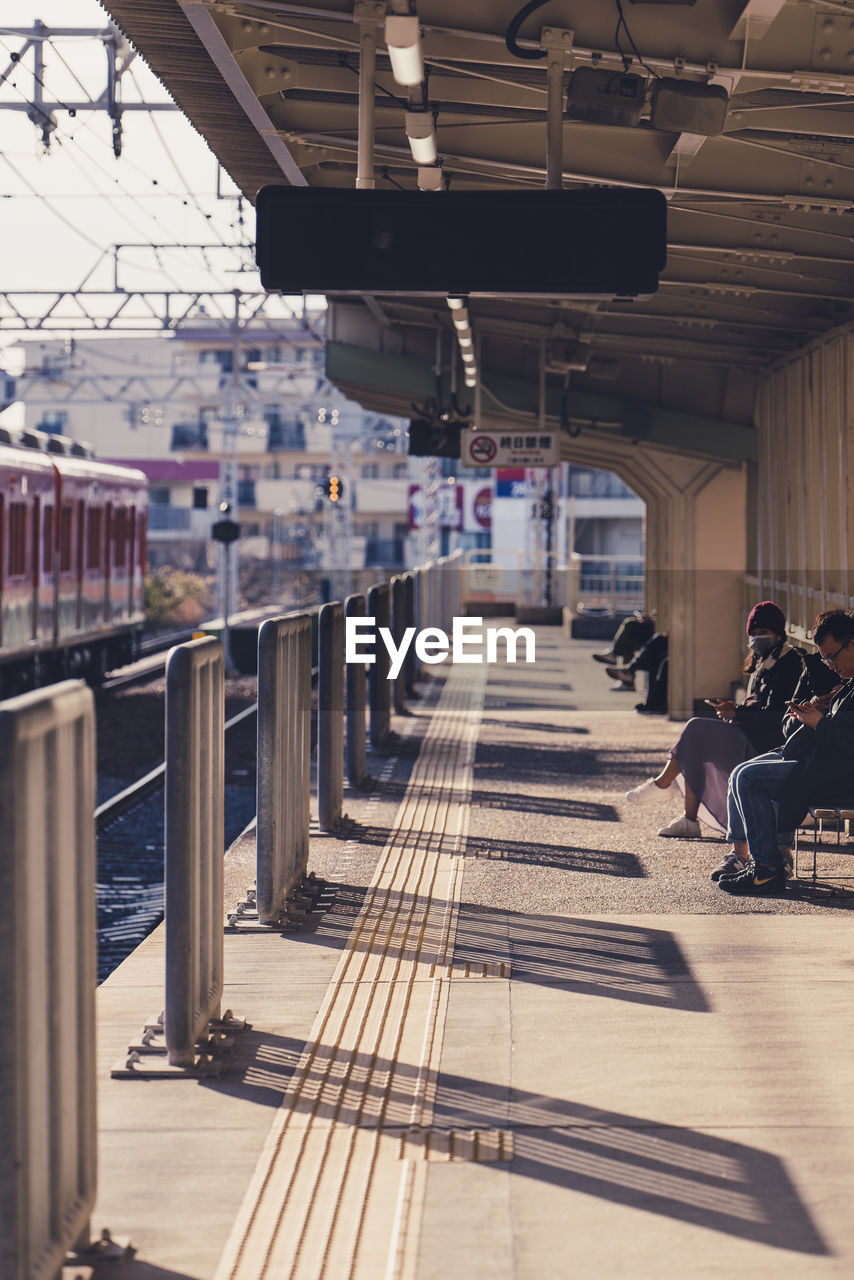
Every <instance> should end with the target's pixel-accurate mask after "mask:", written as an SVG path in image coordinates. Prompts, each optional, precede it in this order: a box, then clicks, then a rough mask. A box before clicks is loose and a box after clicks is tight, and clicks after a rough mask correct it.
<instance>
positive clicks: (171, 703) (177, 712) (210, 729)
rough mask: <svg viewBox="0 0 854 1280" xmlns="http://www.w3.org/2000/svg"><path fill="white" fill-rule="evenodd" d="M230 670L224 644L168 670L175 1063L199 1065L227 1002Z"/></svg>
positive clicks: (171, 1014) (169, 1031) (177, 650)
mask: <svg viewBox="0 0 854 1280" xmlns="http://www.w3.org/2000/svg"><path fill="white" fill-rule="evenodd" d="M224 723H225V663H224V658H223V646H222V645H220V643H219V640H215V639H213V637H210V636H209V637H206V639H204V640H191V641H189V643H188V644H183V645H179V646H178V648H177V649H173V650H172V653H170V654H169V659H168V663H166V818H165V828H166V829H165V835H166V842H165V845H166V851H165V882H166V883H165V899H166V906H165V922H166V1001H165V1015H164V1033H165V1041H166V1052H168V1055H169V1064H170V1065H172V1066H192V1065H193V1062H195V1059H196V1041H197V1039H198V1038H200V1037H201V1036H202V1034H204V1032H205V1029H206V1027H207V1024H209V1021H210V1020H211V1018H216V1016H218V1015H219V1006H220V1000H222V996H223V849H224V840H225V837H224V797H225V781H224V759H223V756H224Z"/></svg>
* * * * * * *
* [Work instructions]: Look over the material above and show each line where "rough" appears.

* [Task output]:
Every <instance> should end with the target's pixel-accurate mask after "mask:", written as an SVG path in image coordinates. Prompts, each optional, precede it in this order: a box, then clicks, then a rough mask. A box before clicks is loose and a box after clicks is tight, and clicks after a rough mask correct it.
rough mask: <svg viewBox="0 0 854 1280" xmlns="http://www.w3.org/2000/svg"><path fill="white" fill-rule="evenodd" d="M230 670L224 644L168 670L175 1063L199 1065L227 1002Z"/></svg>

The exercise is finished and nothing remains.